= Records supplied =

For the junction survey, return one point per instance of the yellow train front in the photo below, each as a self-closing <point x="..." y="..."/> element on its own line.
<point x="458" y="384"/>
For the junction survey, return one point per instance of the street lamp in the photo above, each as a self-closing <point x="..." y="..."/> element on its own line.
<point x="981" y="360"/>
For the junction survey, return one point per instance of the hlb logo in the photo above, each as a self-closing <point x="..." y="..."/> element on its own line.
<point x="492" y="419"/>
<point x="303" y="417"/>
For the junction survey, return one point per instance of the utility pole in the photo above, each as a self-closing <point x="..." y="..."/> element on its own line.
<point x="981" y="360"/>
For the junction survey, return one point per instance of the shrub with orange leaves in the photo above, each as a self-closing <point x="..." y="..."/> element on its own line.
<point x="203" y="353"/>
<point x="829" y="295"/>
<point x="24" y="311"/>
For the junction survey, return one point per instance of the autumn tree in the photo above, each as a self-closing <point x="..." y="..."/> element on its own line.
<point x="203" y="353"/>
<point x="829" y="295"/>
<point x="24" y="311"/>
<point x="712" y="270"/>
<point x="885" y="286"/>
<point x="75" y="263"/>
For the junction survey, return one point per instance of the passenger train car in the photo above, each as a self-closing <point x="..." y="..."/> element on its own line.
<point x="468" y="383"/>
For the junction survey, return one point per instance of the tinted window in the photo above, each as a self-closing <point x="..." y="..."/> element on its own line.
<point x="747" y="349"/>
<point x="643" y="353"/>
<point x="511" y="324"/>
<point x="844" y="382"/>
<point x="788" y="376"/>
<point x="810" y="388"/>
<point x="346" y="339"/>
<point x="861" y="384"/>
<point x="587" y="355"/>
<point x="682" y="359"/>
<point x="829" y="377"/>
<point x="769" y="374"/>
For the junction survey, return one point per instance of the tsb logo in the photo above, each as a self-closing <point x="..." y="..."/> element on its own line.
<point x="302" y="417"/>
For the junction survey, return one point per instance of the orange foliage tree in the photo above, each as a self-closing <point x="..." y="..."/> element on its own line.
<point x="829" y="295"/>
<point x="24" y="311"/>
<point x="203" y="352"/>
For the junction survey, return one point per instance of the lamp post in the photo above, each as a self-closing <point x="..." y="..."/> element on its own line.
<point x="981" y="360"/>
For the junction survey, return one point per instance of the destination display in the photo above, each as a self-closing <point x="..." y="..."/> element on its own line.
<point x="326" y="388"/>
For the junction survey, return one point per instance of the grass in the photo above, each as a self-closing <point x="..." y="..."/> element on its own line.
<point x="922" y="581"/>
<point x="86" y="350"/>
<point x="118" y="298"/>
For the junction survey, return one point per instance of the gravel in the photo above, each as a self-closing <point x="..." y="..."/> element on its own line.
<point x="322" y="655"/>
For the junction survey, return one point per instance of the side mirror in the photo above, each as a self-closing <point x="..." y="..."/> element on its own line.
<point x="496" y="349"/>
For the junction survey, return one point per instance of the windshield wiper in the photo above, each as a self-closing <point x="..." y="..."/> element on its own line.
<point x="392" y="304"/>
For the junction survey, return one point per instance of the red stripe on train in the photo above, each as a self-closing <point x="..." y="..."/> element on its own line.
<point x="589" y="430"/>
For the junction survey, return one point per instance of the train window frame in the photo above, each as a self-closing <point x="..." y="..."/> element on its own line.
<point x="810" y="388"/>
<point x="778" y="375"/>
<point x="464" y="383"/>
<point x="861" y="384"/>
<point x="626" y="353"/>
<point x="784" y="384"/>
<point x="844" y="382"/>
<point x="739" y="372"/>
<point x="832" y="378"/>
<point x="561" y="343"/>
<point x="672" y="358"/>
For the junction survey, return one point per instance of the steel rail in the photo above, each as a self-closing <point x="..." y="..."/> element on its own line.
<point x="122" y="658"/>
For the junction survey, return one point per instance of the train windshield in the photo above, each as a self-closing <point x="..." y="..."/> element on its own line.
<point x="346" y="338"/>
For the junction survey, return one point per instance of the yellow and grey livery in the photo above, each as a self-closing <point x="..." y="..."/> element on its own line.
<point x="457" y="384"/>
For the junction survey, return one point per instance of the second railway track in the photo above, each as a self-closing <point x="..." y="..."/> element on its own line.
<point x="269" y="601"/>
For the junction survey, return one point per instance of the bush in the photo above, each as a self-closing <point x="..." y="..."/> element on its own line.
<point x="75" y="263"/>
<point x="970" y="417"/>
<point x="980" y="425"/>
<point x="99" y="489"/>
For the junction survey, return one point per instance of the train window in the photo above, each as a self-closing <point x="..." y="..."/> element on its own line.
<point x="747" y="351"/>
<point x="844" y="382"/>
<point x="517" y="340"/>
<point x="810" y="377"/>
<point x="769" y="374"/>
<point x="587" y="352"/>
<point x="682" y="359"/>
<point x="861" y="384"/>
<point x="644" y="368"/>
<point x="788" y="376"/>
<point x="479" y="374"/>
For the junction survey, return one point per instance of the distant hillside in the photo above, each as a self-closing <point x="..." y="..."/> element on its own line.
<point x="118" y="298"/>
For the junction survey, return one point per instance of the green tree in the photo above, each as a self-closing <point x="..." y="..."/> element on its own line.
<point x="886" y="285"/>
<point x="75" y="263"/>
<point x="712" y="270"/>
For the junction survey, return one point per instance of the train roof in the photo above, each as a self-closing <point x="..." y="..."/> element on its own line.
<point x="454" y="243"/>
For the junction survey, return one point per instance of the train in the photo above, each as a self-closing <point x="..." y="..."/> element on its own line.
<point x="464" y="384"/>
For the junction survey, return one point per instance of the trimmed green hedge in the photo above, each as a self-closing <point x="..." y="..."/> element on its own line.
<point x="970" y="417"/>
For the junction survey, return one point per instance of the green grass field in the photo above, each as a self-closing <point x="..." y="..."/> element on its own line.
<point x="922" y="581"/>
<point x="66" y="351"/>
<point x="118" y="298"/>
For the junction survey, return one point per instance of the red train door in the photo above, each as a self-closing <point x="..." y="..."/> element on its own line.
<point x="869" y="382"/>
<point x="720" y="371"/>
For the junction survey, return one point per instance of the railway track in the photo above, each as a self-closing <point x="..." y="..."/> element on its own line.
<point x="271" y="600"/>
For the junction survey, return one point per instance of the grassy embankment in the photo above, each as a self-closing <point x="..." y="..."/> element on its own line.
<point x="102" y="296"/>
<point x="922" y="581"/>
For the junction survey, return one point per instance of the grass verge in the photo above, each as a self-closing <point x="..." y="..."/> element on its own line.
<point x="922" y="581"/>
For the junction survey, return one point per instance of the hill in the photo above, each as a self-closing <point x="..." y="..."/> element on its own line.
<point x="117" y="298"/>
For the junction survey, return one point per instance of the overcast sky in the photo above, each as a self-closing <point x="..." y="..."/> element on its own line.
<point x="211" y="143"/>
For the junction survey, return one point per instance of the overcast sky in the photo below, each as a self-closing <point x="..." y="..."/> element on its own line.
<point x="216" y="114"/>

= Exercise instructions =
Type out the material again exactly as presented.

= Solution to this task =
For the junction survey, return one point per instance of the yellow train front in the photo below, each as a self-closing <point x="..." y="..."/> element on its own line.
<point x="458" y="384"/>
For the junction survey, return one point per instance of the street lamp in the photo above, each as a self-closing <point x="..." y="..."/> element on its own line.
<point x="981" y="360"/>
For the junction survey, return one point per instance of the hlb logo in the photo above, each as a self-closing <point x="..." y="..."/> element on its own line.
<point x="492" y="419"/>
<point x="303" y="417"/>
For the junction survey, return one point per instance of the utility pole in the photo above, each as a self-closing <point x="..." y="..."/> element on its own line.
<point x="981" y="360"/>
For the junction survey, return one point per instance of the shrub with orange leaves in the photo above, each as a self-closing <point x="..." y="..."/> element on its own line.
<point x="203" y="353"/>
<point x="829" y="295"/>
<point x="24" y="311"/>
For the junction survey, return one point per instance of the autumn tree in the photo above, each as a self-closing <point x="..." y="..."/> element on its own line.
<point x="203" y="353"/>
<point x="829" y="295"/>
<point x="24" y="311"/>
<point x="712" y="270"/>
<point x="885" y="286"/>
<point x="75" y="263"/>
For the junction survey, return one point per instance of the passenger train car in the photo above, each as a self-closing <point x="..." y="..."/> element on its own line.
<point x="468" y="383"/>
For the junction survey, return one point per instance of the tinted window in the photo above, each as a self-closing <point x="..." y="..."/> element on its own line.
<point x="747" y="349"/>
<point x="643" y="353"/>
<point x="511" y="324"/>
<point x="844" y="382"/>
<point x="788" y="376"/>
<point x="810" y="388"/>
<point x="346" y="339"/>
<point x="861" y="384"/>
<point x="587" y="355"/>
<point x="682" y="359"/>
<point x="829" y="377"/>
<point x="769" y="374"/>
For the junction survey, return one point per instance of the tsb logo in the photo above, each as a self-closing <point x="..." y="..."/> element on its own line.
<point x="302" y="417"/>
For the junction survey, return one point per instance of the orange foliage tree in the photo above, each as a self-closing <point x="..." y="..."/> element on its own line.
<point x="829" y="295"/>
<point x="24" y="311"/>
<point x="203" y="352"/>
For the junction survey, return one point per instance of the lamp post in the photo above, each as a self-closing <point x="..." y="..."/> element on its own line.
<point x="981" y="360"/>
For the junction survey, return one point per instance of the destination display in the photo above, each as a self-closing <point x="..." y="..."/> element on its own line.
<point x="326" y="388"/>
For the junction survey, return one point per instance of the grass in the photo above, each as a self-closing <point x="..." y="..."/> element on its own line.
<point x="922" y="581"/>
<point x="86" y="350"/>
<point x="118" y="298"/>
For the junction survey, return one point per instance of the gravel in the photo above, each as a self-closing <point x="..." y="..."/> element on its own line.
<point x="322" y="655"/>
For the junction survey, return one point per instance of the side mirror in the photo above, each as a self-closing <point x="..." y="..."/> element on its own line.
<point x="496" y="349"/>
For the junction survey, return one point per instance of the windshield wiper in the photo above, each as a self-closing <point x="..." y="..."/> element on its own line.
<point x="392" y="304"/>
For the junction survey, return one point per instance of the red stripe on train in the photo above, each as a self-closing <point x="..." y="..."/> element on its own line.
<point x="589" y="430"/>
For the junction survey, return one point per instance of the train window frame in the photo above, each as a self-closing <point x="..." y="..."/> element on its own line.
<point x="810" y="388"/>
<point x="778" y="375"/>
<point x="464" y="383"/>
<point x="861" y="384"/>
<point x="626" y="353"/>
<point x="784" y="384"/>
<point x="844" y="382"/>
<point x="739" y="372"/>
<point x="832" y="378"/>
<point x="561" y="343"/>
<point x="672" y="358"/>
For the junction survey, return one point per instance of the steel rail in the photo above, each as a self-closing <point x="..." y="..."/> element on its own line.
<point x="122" y="658"/>
For the junction survey, return one point per instance of the train windshield in the photo above, each as a self-closing <point x="..." y="..."/> element on its own line.
<point x="346" y="338"/>
For the junction survey, return one point per instance of the yellow and grey livery in the photo above, each as a self-closing <point x="..." y="..."/> element on its own line.
<point x="457" y="384"/>
For the junction survey, return one point per instance of the second railway track in the photo above, each as a self-closing <point x="..." y="..."/> element on its own line.
<point x="269" y="601"/>
For the junction survey, return one point per instance of the bush in the photo above, each as a self-closing <point x="..." y="..."/> element on its own line.
<point x="75" y="263"/>
<point x="970" y="417"/>
<point x="980" y="425"/>
<point x="99" y="489"/>
For the junction survey, return one point per instance of the train window in the photo above, each as a self-closing <point x="..." y="..."/> element on its own line.
<point x="747" y="351"/>
<point x="844" y="382"/>
<point x="517" y="340"/>
<point x="810" y="377"/>
<point x="769" y="374"/>
<point x="587" y="352"/>
<point x="682" y="359"/>
<point x="861" y="384"/>
<point x="644" y="368"/>
<point x="788" y="376"/>
<point x="479" y="374"/>
For the junction survey, return one point per instance of the distant hillside in the photo above, each as a self-closing <point x="..." y="..."/> element on its own line.
<point x="118" y="298"/>
For the junction survey, return one point per instance of the green tree in the photo above, each as a self-closing <point x="..." y="..."/> element on its own line.
<point x="886" y="285"/>
<point x="75" y="263"/>
<point x="712" y="270"/>
For the junction survey, return one point per instance of the train roof in the photo above, each as a self-closing <point x="..." y="..."/> element on its own line.
<point x="454" y="243"/>
For the junction survey, return one point per instance of the train in the photo above, each as a self-closing <point x="..." y="..."/> element on its own line.
<point x="464" y="384"/>
For the junction survey, return one point per instance of the trimmed green hedge in the photo above, each as a self-closing <point x="..." y="..."/> element on its own line.
<point x="970" y="417"/>
For the junction survey, return one point per instance of the green grass field in the photo above, each as a self-closing <point x="..." y="..."/> element on its own line.
<point x="922" y="581"/>
<point x="66" y="351"/>
<point x="118" y="298"/>
For the junction survey, return one point per instance of the red train door in the photo above, each as a self-closing <point x="..." y="..."/> element on its own line.
<point x="869" y="382"/>
<point x="720" y="371"/>
For the junction survey, return one point per instance of the railway track in the photo above, each as a self-closing <point x="..." y="..."/> element on its own line.
<point x="271" y="600"/>
For the junction survey, return one point per instance of the grassy embankment in the photo above, each as a self-closing <point x="..." y="..."/> element on its own line.
<point x="102" y="296"/>
<point x="922" y="581"/>
For the junction survey, return one point per instance of the grass verge in the photo above, each as a self-closing <point x="..." y="..."/> element on its own line.
<point x="922" y="581"/>
For the junction survey, return one point per instance of the hill in the photo above, each as a self-closing <point x="..." y="..."/> element on its own line.
<point x="117" y="298"/>
For the junction survey, return one point per instance of the overcast sky in the photo above, each as a self-closing <point x="..." y="..."/> element on its own line.
<point x="211" y="143"/>
For the junction survey, return one point per instance of the overcast sky in the photo below, each as a self-closing <point x="..." y="..."/> element on its own line.
<point x="216" y="114"/>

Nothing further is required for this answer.